What you will do: Print the listing below line for line with no changes, but leave out the pictures.

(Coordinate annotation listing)

[start]

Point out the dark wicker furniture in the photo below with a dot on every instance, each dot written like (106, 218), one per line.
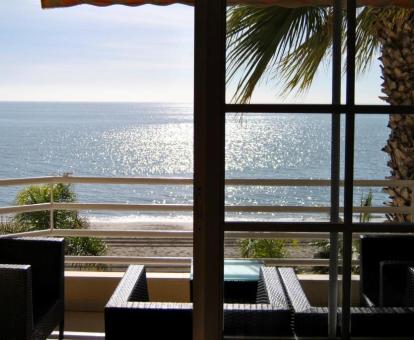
(384, 262)
(31, 288)
(129, 315)
(387, 290)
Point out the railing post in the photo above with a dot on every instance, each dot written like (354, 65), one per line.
(52, 218)
(412, 204)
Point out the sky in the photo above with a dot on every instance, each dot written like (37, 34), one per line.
(118, 53)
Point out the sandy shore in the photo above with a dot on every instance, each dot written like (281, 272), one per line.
(158, 247)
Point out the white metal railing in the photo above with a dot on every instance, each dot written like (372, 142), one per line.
(175, 234)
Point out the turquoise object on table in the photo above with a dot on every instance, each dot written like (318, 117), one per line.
(242, 270)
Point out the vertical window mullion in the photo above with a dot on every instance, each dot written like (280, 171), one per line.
(349, 168)
(209, 119)
(335, 166)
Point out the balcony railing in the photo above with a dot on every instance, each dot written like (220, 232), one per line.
(185, 262)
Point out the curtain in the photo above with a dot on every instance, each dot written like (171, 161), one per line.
(284, 3)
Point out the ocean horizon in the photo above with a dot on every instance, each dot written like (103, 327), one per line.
(156, 140)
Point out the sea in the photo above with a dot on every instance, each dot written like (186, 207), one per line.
(156, 140)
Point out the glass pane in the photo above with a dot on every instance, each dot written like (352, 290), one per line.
(82, 96)
(281, 148)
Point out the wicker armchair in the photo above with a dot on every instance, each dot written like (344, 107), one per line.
(31, 288)
(379, 258)
(129, 315)
(310, 321)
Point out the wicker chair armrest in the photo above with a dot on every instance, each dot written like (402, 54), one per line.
(132, 287)
(256, 320)
(270, 288)
(16, 312)
(297, 298)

[end]

Full response:
Point out the dark wicker furniture in the photo below with a dot on every instance, each dot written like (106, 218), one per line.
(384, 262)
(31, 288)
(129, 315)
(387, 290)
Point out the railing post in the photo above with a dot on every instance, each dot written like (354, 65), one per line.
(52, 218)
(412, 204)
Point out the sky in the photo above with a dot on every instance, each dot written like (37, 34), one per line.
(118, 53)
Point out the sandy shore in the photo above with a dot on every instance, each dot written like (281, 272), one per line.
(158, 247)
Point out the white metal railing in the photo above with a dot on every instance, each dot written like (372, 142), one per line.
(175, 234)
Point out the turquoise object on table in the photo above with a dot on every instance, each dot written like (318, 117), one per line.
(242, 270)
Point out the vertical window mullion in the photo above with a dot on every instance, each dot written like (280, 171), one per line.
(349, 168)
(209, 119)
(335, 166)
Point out the balcony railing in the photo above with a dot on every instance, each dot written like (220, 232), one per line.
(185, 262)
Point out the curtain in the photo above with a dot on every instance, each dot written like (171, 161), one per line.
(284, 3)
Point out the ocean horizon in the photo above with a dot on every instance, each dot written like (103, 327), one per line.
(156, 140)
Point out the sea in the photo above with a dot on every instance, each dot written like (186, 207), one per line.
(156, 140)
Point out the glass pane in the photo above with a dot on every instance, each dot written like (352, 290), one per line.
(82, 96)
(281, 148)
Point out the wicker armchair in the photo above with a dot on every instance, each dot written like (344, 107), one per line.
(31, 288)
(379, 258)
(129, 315)
(310, 321)
Point out the wicker chair armrest in the photo above with a dot on every instance, each dot written like (402, 54), one per line.
(132, 287)
(256, 320)
(270, 288)
(16, 312)
(297, 298)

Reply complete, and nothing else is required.